PASSAGE PROVIDED:

RE: illegal UTF-8 sequences and mbtowc()

From: Marco.Cimarosti@icl.com
Date: Tue Nov 02 1999 - 10:52:51 EST


If I understand it, Markus' idea of using a surrogate pair is great! The egg
of Columbus, IMHO.

There is no way that an UTF-8 decoder could generate a surrogate pair from a
legal sequence representing a value in range U+0000 to U+00FF, so it is a
good indicator of an error as anyting else (U+FFFF, U+0080, etc.).

Yet, when you encode the surrogate pair back to UTF-8 it is converted to the
same single offending byte, thus preserving the original byte sequence --
whether or not it was good UTF-8.

This allows things that, theoretically, should not be allowed but are
practically needed in everyday life: such as loading (by mistake) a
non-UTF-8 text file in a program expecting UTF-8, and saving it back without
currupting the original content.

WORK TO BE COMPLETED: Reproduce the portion of the post on illegal UTF-8 sequences that starts with "There is no" and goes on through "(U+FFFF, U+0080, etc.).".

Data entries:
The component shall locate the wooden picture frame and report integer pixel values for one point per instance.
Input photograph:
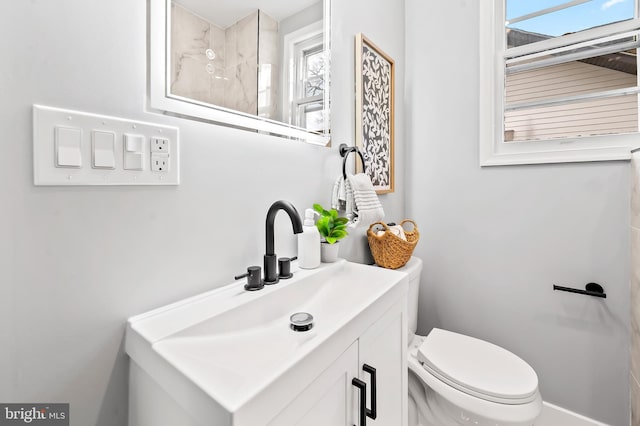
(375, 96)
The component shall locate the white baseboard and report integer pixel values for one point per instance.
(552, 415)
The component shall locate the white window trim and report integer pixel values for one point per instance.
(289, 80)
(493, 150)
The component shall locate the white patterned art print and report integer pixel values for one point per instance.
(374, 112)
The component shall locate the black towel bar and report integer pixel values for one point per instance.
(591, 289)
(344, 152)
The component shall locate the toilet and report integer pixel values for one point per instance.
(460, 380)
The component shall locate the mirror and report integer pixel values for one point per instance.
(260, 65)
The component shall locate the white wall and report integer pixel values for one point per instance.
(495, 240)
(76, 262)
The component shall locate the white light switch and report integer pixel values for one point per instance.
(133, 143)
(133, 152)
(68, 146)
(104, 144)
(84, 148)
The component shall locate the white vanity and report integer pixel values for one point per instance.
(230, 357)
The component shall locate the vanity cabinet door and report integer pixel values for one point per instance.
(328, 400)
(383, 347)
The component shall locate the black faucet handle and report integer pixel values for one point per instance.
(254, 278)
(284, 266)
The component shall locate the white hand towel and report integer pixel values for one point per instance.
(368, 208)
(342, 197)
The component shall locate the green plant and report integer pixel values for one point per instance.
(330, 225)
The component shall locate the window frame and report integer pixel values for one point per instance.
(494, 151)
(292, 85)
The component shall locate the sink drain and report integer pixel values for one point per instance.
(301, 321)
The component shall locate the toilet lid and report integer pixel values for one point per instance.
(478, 368)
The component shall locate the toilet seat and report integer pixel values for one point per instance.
(478, 368)
(499, 413)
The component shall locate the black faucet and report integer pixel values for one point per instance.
(270, 258)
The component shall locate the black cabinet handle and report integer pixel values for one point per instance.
(373, 412)
(362, 386)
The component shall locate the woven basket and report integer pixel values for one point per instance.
(389, 250)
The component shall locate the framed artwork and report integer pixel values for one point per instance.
(375, 113)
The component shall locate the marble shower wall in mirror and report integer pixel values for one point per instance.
(239, 66)
(220, 66)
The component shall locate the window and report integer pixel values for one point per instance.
(558, 81)
(304, 95)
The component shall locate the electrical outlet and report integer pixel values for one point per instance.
(159, 162)
(159, 145)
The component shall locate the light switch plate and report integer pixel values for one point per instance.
(96, 166)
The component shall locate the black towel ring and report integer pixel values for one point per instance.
(344, 152)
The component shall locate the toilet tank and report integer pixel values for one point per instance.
(413, 268)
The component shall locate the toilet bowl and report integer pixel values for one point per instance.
(460, 380)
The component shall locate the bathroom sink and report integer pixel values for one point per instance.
(233, 351)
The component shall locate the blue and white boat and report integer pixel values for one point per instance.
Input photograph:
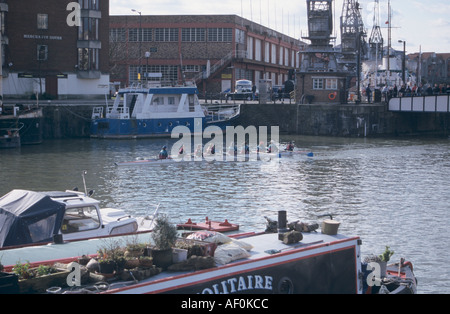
(154, 112)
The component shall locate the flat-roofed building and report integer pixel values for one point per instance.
(57, 48)
(213, 50)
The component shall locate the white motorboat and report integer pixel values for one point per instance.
(31, 218)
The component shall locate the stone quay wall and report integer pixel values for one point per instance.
(72, 120)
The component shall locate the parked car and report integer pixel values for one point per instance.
(243, 91)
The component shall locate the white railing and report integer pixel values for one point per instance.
(119, 113)
(437, 103)
(240, 54)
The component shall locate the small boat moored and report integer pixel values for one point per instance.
(32, 218)
(211, 225)
(10, 138)
(139, 112)
(292, 260)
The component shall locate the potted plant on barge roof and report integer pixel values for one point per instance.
(164, 236)
(382, 260)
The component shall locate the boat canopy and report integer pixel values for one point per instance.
(29, 217)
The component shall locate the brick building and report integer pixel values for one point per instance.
(58, 48)
(213, 50)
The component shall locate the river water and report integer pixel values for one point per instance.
(393, 192)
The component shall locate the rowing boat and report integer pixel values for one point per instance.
(254, 156)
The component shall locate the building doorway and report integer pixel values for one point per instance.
(51, 86)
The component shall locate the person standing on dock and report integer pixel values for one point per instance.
(368, 93)
(163, 153)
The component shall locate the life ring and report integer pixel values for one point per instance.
(407, 263)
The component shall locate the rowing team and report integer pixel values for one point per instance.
(232, 150)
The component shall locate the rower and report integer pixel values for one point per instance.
(163, 153)
(290, 147)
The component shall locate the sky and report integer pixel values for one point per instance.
(423, 24)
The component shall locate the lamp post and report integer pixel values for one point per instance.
(403, 61)
(147, 56)
(140, 41)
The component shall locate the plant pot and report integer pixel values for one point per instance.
(162, 258)
(132, 263)
(146, 262)
(179, 255)
(383, 269)
(9, 283)
(41, 284)
(330, 227)
(106, 267)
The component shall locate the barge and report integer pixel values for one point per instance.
(324, 262)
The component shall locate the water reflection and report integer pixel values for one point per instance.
(388, 191)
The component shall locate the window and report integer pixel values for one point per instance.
(325, 83)
(88, 29)
(220, 34)
(137, 34)
(80, 219)
(43, 229)
(89, 4)
(117, 35)
(42, 21)
(317, 83)
(166, 34)
(169, 73)
(191, 68)
(87, 59)
(331, 84)
(42, 52)
(193, 34)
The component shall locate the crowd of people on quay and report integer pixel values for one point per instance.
(406, 90)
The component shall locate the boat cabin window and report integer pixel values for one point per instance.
(80, 219)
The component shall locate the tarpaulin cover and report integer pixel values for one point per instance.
(28, 217)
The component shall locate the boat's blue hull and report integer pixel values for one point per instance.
(148, 128)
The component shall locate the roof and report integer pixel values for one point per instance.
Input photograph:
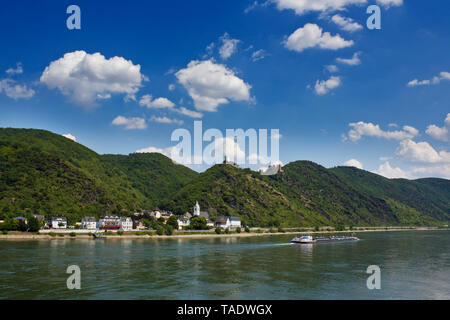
(222, 219)
(88, 219)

CORRECT RESULT:
There is no way that an UTF-8 decoder could generate a surrogate pair from a
legal sequence representing a value in range U+0000 to U+00FF, so it is a
good indicator of an error as anyting else (U+FFFF, U+0080, etc.).